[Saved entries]
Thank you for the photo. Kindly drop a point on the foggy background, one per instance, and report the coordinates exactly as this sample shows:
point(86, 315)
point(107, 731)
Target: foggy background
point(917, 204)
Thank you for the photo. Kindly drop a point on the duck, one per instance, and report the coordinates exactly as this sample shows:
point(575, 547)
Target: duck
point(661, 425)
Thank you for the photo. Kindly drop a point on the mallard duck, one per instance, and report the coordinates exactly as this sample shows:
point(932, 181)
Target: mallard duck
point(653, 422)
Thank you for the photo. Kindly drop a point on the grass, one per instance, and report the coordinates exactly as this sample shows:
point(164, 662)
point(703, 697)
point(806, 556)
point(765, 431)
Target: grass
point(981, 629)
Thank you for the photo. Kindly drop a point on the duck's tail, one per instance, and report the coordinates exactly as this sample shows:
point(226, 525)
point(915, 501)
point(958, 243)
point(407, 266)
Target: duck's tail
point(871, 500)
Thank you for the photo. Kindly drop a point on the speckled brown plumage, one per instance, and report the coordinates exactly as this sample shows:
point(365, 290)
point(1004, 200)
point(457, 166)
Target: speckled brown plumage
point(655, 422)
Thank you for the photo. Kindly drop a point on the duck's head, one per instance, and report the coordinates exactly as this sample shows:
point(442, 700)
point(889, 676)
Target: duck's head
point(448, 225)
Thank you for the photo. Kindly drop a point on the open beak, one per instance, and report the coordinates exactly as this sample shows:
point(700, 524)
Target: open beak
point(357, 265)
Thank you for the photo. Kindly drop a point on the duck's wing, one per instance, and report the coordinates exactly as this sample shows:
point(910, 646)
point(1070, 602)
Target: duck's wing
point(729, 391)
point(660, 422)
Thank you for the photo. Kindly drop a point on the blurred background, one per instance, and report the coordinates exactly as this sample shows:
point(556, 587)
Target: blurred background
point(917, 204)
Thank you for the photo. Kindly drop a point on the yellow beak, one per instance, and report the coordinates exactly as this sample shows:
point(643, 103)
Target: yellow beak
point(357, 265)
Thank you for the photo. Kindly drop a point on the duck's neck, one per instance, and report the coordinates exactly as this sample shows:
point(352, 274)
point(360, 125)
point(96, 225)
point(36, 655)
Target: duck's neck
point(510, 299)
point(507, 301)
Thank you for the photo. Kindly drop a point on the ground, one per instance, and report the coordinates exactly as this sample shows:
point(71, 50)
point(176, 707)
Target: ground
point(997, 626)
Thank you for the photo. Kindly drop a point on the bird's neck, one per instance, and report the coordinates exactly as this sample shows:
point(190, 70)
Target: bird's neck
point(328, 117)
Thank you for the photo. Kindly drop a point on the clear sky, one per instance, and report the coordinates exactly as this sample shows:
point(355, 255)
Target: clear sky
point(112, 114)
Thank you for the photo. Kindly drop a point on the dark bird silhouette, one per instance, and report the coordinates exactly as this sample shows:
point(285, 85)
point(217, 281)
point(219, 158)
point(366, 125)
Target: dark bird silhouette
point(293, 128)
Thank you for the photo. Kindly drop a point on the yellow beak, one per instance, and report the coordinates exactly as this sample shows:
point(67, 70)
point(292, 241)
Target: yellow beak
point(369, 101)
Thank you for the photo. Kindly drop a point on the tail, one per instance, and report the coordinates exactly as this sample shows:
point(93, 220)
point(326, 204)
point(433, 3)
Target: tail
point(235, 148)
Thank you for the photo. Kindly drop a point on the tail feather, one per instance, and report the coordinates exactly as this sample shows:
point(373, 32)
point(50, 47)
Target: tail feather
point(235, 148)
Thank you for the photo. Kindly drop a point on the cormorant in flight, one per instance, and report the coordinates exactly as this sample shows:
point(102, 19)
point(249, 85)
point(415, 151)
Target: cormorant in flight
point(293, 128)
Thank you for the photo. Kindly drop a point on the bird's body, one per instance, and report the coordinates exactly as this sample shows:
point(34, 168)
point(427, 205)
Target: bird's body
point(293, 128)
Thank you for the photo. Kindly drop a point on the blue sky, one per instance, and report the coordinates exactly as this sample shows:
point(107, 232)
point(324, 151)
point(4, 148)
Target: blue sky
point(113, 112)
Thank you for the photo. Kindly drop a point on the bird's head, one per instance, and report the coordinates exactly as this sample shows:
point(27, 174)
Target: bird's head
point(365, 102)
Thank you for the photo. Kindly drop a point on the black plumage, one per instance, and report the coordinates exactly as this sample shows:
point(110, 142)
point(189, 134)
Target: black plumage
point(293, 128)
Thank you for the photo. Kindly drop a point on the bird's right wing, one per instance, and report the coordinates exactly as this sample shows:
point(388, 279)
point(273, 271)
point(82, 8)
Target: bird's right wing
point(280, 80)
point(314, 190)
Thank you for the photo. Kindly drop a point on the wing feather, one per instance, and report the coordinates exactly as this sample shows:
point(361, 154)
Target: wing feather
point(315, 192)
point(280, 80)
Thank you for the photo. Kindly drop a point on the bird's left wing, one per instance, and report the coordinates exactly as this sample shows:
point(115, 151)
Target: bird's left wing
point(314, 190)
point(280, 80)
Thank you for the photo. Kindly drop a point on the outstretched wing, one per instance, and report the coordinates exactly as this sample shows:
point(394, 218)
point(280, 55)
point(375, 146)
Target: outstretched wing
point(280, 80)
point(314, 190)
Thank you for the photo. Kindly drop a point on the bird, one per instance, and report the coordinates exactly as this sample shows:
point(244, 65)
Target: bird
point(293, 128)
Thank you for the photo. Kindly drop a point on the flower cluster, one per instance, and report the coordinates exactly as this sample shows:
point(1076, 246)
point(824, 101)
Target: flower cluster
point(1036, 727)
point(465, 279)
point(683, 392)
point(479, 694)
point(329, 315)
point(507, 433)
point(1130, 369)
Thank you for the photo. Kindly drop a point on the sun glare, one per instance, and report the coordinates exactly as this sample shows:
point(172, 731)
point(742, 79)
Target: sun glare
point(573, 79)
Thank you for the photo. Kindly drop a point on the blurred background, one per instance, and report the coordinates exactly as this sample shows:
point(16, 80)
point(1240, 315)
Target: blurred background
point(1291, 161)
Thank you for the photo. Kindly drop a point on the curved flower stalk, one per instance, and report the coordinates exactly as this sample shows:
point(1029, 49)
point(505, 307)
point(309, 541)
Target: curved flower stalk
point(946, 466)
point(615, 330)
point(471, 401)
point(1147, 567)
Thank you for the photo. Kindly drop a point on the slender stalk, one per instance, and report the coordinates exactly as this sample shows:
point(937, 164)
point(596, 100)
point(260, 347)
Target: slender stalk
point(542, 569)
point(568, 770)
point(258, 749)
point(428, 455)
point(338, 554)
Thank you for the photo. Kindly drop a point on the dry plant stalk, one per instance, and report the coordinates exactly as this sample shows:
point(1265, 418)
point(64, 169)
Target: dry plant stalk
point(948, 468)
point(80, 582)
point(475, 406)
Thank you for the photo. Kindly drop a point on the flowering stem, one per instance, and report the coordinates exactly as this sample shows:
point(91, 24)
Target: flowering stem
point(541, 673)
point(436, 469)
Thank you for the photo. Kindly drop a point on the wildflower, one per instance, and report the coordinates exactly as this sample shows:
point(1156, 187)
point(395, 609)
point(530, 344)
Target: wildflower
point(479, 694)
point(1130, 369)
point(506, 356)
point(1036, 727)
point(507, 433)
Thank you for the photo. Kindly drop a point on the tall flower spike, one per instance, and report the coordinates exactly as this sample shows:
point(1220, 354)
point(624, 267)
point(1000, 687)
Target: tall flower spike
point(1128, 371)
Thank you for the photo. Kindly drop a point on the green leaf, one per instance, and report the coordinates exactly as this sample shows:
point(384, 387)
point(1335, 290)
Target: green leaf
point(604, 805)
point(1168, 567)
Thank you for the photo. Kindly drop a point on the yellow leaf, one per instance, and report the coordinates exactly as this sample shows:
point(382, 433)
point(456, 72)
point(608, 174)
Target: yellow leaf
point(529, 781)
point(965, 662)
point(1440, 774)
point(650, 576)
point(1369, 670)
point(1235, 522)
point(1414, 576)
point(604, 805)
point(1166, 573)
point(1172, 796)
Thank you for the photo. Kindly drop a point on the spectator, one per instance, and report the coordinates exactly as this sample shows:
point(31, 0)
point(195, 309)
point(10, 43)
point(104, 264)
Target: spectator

Requirement =>
Wherever the word "spectator" appears in a line of the data, copy that line.

Written solution =>
Thank you for the photo. Kindly drop a point on the spectator, one per instance, and report the coordinates exactly as this sample shows:
Target: spectator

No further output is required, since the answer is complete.